**Work instructions**
Put every line of the material below into a numbered list, leaving out any blank lines.

**Given data**
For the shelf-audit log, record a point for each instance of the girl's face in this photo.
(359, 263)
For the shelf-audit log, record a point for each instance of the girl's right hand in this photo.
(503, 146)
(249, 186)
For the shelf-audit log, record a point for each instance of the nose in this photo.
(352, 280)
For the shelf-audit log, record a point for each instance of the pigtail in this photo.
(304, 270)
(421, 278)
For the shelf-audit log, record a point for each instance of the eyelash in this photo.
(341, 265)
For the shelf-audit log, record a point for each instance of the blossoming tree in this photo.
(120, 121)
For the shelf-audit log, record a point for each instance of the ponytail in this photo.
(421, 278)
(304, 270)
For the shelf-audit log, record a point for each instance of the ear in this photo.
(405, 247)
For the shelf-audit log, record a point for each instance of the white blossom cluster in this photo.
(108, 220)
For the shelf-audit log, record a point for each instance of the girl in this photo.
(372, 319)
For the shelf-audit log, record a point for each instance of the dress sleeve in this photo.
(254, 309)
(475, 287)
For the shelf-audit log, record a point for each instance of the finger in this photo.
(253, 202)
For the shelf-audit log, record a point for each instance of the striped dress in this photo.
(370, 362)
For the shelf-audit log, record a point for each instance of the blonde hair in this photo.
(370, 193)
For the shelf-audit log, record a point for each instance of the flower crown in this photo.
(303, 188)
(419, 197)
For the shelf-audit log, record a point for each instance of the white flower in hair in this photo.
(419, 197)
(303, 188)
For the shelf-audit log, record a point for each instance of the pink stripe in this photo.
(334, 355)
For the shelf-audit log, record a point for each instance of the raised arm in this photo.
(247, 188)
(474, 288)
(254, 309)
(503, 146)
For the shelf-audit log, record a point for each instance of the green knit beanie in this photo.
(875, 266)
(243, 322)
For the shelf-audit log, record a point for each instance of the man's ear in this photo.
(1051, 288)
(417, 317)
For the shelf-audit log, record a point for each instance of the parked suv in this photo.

**Written answer**
1. For the shelf-audit log, record a point for each instance of the girl's face in this photo.
2. (359, 263)
3. For the shelf-audit log, record a point for each instance of the girl's right hand in this photo.
4. (503, 146)
5. (249, 186)
6. For the shelf-audit log, record a point for each instance of the nose in this photo.
7. (352, 280)
8. For the shelf-audit log, record a point for each instance of the pigtail in this photo.
9. (304, 270)
10. (421, 278)
11. For the shelf-audit log, record a point for each instance of the eyelash in this photo.
12. (341, 265)
13. For the shelf-audit log, record a point for each instance of the blossoming tree in this photo.
14. (120, 121)
15. For the shelf-audit log, record a point for each instance of the ponytail in this photo.
16. (421, 278)
17. (304, 270)
18. For the shelf-audit log, record a point for each instance of the ear in this photo.
19. (405, 247)
20. For the shelf-audit log, record a point for each instance of the white blossom cluster in this photo.
21. (108, 220)
22. For the shelf-audit log, record a point for each instance of the girl in this photo.
23. (372, 319)
24. For the shelf-audit log, record a point for each instance of the dress sleeve in this photo.
25. (254, 309)
26. (475, 287)
27. For the shelf-audit log, record a point for each instance of the finger in this photo.
28. (253, 202)
29. For the shelf-audit log, record a point for each instance of the striped dress in this photo.
30. (370, 362)
31. For the shelf-audit log, record a point for each instance of the blonde hair in this photo.
32. (370, 193)
33. For the shelf-audit log, record a point for each instance of the flower crown in this photo.
34. (303, 188)
35. (419, 197)
36. For the shelf-audit log, record a point for each instance of the white flower in hair in this photo.
37. (419, 197)
38. (303, 188)
39. For the shelf-audit log, record a point for each instance of the pink stripe in this photo.
40. (334, 355)
41. For the shelf-audit log, record a point for each instance of the raised arm in this photo.
42. (247, 188)
43. (474, 288)
44. (254, 309)
45. (503, 146)
46. For the shelf-audit log, record a point for each instance of the green knit beanie in this photo.
47. (875, 266)
48. (243, 322)
49. For the shelf-audit log, record a point for each instance of the man's ear in this photo.
50. (1051, 288)
51. (417, 317)
52. For the shelf-audit log, record a point for each instance of the parked suv in this photo.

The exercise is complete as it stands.